(Data listing)
________
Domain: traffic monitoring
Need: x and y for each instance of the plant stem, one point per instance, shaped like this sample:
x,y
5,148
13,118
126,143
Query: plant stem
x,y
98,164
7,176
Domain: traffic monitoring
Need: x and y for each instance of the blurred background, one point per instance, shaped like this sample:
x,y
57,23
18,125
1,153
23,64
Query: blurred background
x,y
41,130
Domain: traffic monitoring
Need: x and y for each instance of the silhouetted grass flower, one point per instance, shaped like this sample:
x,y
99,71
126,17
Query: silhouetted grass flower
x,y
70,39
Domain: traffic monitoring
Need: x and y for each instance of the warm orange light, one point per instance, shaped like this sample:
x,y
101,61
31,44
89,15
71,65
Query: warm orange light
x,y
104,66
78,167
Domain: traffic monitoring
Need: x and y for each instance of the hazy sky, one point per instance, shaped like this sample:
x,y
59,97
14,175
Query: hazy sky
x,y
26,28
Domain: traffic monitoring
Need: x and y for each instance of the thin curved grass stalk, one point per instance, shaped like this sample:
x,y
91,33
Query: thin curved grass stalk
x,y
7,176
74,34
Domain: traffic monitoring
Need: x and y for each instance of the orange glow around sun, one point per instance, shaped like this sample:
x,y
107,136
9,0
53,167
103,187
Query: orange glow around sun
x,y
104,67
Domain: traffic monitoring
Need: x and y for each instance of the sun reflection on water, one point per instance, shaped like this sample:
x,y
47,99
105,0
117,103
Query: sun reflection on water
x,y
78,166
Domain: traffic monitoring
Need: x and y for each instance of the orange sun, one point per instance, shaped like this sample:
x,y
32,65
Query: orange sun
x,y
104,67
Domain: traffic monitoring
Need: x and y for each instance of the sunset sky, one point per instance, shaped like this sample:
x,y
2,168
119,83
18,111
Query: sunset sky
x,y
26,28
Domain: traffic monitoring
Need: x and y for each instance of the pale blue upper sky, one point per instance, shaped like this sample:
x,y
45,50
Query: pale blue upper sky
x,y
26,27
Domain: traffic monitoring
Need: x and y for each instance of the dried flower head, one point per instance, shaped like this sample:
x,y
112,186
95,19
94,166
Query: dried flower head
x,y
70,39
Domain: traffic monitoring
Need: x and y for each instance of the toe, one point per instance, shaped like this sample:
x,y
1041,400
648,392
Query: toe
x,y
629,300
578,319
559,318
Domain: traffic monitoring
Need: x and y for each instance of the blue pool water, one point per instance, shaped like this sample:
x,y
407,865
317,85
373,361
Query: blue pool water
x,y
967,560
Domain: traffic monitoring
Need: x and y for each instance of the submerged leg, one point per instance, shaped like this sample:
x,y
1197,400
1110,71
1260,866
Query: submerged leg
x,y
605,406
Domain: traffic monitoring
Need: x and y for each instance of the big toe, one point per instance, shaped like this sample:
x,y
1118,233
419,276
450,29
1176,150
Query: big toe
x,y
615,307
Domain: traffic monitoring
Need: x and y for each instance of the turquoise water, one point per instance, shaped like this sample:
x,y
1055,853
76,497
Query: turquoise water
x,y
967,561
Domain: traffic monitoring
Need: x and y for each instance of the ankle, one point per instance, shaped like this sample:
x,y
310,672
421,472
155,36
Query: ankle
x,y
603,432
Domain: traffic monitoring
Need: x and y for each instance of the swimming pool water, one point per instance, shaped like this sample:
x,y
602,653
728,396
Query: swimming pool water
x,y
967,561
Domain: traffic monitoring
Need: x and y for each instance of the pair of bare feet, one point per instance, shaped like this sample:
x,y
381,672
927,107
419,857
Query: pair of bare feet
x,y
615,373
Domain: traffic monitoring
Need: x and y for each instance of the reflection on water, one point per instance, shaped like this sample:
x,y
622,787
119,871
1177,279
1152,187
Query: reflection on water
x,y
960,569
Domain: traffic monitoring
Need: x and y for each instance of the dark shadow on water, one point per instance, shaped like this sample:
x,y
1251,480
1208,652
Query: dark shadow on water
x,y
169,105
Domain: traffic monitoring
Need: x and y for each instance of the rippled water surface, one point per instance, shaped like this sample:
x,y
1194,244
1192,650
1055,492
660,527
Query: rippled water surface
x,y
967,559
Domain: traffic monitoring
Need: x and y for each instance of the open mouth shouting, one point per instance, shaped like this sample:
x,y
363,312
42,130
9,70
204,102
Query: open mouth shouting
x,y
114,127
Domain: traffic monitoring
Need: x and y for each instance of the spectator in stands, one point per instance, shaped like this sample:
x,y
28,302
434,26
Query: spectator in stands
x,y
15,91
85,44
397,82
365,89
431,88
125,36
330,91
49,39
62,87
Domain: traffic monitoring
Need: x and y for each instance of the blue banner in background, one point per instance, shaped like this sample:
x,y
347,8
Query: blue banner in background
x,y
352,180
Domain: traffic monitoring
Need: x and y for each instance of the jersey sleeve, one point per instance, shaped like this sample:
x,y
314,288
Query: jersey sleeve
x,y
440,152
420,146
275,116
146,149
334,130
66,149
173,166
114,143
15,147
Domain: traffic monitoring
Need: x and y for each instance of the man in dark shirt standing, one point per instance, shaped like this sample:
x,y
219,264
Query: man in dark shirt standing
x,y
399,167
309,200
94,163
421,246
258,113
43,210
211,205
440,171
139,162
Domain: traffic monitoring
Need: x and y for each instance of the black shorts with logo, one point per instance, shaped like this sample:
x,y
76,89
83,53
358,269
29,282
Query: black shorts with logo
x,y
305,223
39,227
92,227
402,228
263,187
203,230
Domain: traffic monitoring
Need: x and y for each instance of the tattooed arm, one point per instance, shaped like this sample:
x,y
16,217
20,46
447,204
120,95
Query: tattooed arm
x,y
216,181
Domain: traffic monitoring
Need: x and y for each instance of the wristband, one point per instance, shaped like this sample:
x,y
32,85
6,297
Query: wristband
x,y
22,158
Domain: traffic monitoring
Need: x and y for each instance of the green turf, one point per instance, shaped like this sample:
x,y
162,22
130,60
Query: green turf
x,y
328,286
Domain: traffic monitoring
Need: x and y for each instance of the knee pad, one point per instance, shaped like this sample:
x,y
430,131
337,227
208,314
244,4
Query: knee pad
________
Work required:
Write the whole listing out again. Keep every line exactly as it is.

Answer to this exercise:
Domain: traffic monitoring
Need: x and y for each instance of the plant stem, one point per instance, shaped like this sample:
x,y
5,148
13,118
126,143
Query: plant stem
x,y
98,164
7,176
Domain: traffic monitoring
Need: x and y for each instance of the blurred background, one point per instance, shaped like this sample:
x,y
57,23
18,125
1,153
23,64
Query: blurred background
x,y
41,130
Domain: traffic monitoring
Need: x and y for each instance of the silhouetted grass flower, one point per instance, shaped like this sample:
x,y
99,71
126,17
Query: silhouetted grass flower
x,y
70,39
Domain: traffic monitoring
Need: x and y for each instance of the warm orange light, one point per instance, shaped like this sample:
x,y
101,61
31,44
89,15
71,65
Query: warm orange light
x,y
104,66
78,167
Domain: traffic monitoring
Need: x and y for each instance of the hazy sky, one point per instance, shaped like this sample:
x,y
59,97
14,175
Query: hazy sky
x,y
26,28
Domain: traffic monitoring
Need: x and y for each instance of the thin curved grass stalk, one point per instance, shaped like this sample:
x,y
91,33
Query: thin curved grass stalk
x,y
7,176
74,34
Domain: traffic monitoring
Need: x and y for each instance of the orange glow around sun, one point per instance, shaped like this sample:
x,y
107,136
9,0
53,167
103,187
Query: orange glow around sun
x,y
104,67
Domain: traffic monitoring
Need: x and y for each instance of the sun reflection on water, one point per instance, shaped like this sample:
x,y
47,99
105,0
117,103
Query: sun reflection on water
x,y
78,166
Domain: traffic monitoring
Need: x and y for each instance of the orange sun, one point per instance, shaped like this sample:
x,y
32,65
Query: orange sun
x,y
104,67
Domain: traffic monitoring
Need: x and y for each instance of the sunset sky, one point per instance, shaped like this sample:
x,y
2,168
119,83
18,111
Query: sunset sky
x,y
26,28
Domain: traffic monitoring
Need: x and y for each instance of the pale blue upper sky, one point per instance, shaped like this sample:
x,y
45,50
Query: pale blue upper sky
x,y
26,27
Domain: traffic monitoring
Need: x and y for each instance of the dried flower head, one point per instance, shaped like this sample:
x,y
112,186
95,19
94,166
Query: dried flower head
x,y
70,39
Domain: traffic monitoring
Need: x and y for each instance of the toe, one point per instance, shaped like this sample:
x,y
1041,400
648,392
Query: toe
x,y
629,300
578,319
559,318
Domain: traffic monitoring
Need: x and y for each instance of the blue pool water, one point per instance, shaped like this sample:
x,y
407,865
317,85
373,361
Query: blue pool water
x,y
967,560
Domain: traffic monitoring
Need: x and y for each instance of the submerged leg, one point per instance, shaped like this sample:
x,y
1197,400
1110,71
1260,866
Query: submerged leg
x,y
605,406
Domain: traffic monitoring
Need: x and y for each instance of the big toe, one point per instance, shaped like this sample:
x,y
1118,233
419,276
450,29
1176,150
Query: big toe
x,y
615,307
Domain: traffic monitoring
Need: x and y for each instance of the turquoise water, one point per instance, shaped like this sample:
x,y
1055,853
76,497
Query: turquoise water
x,y
967,561
Domain: traffic monitoring
Need: x and y for each instance of the ankle, one point per instance, shaped like this sample:
x,y
310,672
421,472
155,36
Query: ankle
x,y
603,432
Domain: traffic monitoring
Need: x and y for each instance of the swimming pool water, one point per instance, shaped like this sample:
x,y
602,653
728,396
Query: swimming pool water
x,y
967,561
Domain: traffic monitoring
Need: x and y for each instance of the pair of bare feet, one point per instance, shaped like this sample:
x,y
381,672
927,107
419,857
Query: pair of bare feet
x,y
615,373
Domain: traffic monitoring
Need: x and y for each instance of the reflection on water, one point per instance, shaped like this sample:
x,y
622,787
119,871
1177,279
1152,187
Query: reflection on water
x,y
960,569
Domain: traffic monitoring
Need: x and y for each instance of the dark shadow on water, one point per instance, shaped like this sample:
x,y
1251,480
1208,652
Query: dark shadow on water
x,y
169,105
Domain: traffic monitoring
Need: x and y for each instance of the rippled water surface, one point per instance, shaped like this sample:
x,y
1194,244
1192,650
1055,492
660,527
Query: rippled water surface
x,y
967,559
Domain: traffic monitoring
Need: x and y for each instance of the open mouth shouting, one point per instance, shaped like this sample:
x,y
363,312
42,130
9,70
204,102
Query: open mouth shouting
x,y
114,127
Domain: traffic monitoring
Need: x and y for each instance of the spectator in stands, one point per instance, shaped like this sample:
x,y
28,302
434,26
Query: spectator in stands
x,y
15,91
85,44
397,82
365,89
431,88
125,36
330,91
49,39
62,87
Domain: traffic monitoring
Need: x and y for each instance of the blue banner in background, one point per instance, shaped like this sample:
x,y
347,8
Query: blue banner in background
x,y
352,180
Domain: traffic monitoring
Need: x and y for each instance of the jersey sleeve, one point per instance, shaped like this sample:
x,y
314,288
Query: jersey sleeve
x,y
440,152
420,146
275,116
146,149
334,130
66,149
173,166
114,143
15,147
Domain: traffic monitoring
Need: x and y for each instance of the man in dark shirt standing, one point per instance, shaped like this sample:
x,y
219,264
Query: man in dark shirt standing
x,y
399,167
309,200
94,163
421,246
258,113
43,210
211,205
440,171
139,162
Domain: traffic monitoring
Need: x and y for each instance of the black shorts with logo, one point per instance, shaped like this sample:
x,y
76,89
83,53
358,269
29,282
Query: black shorts with logo
x,y
305,223
39,227
92,227
402,228
263,187
203,230
Domain: traffic monitoring
Need: x and y for each instance of the tattooed arm, one point per instance, shaped like this sample:
x,y
16,217
20,46
447,204
120,95
Query: tattooed arm
x,y
216,181
Domain: traffic monitoring
Need: x and y for each instance of the wristband, one point per instance, shaped like this sample:
x,y
32,85
6,297
Query: wristband
x,y
22,158
Domain: traffic monitoring
Need: x and y for each instance of the green turf, one point per instance, shaped like this sample:
x,y
162,22
130,60
Query: green turf
x,y
328,286
Domain: traffic monitoring
Need: x and y for each instance of the knee pad, one point per instance, shaped like this sample:
x,y
430,131
337,227
208,314
244,4
Query: knee pad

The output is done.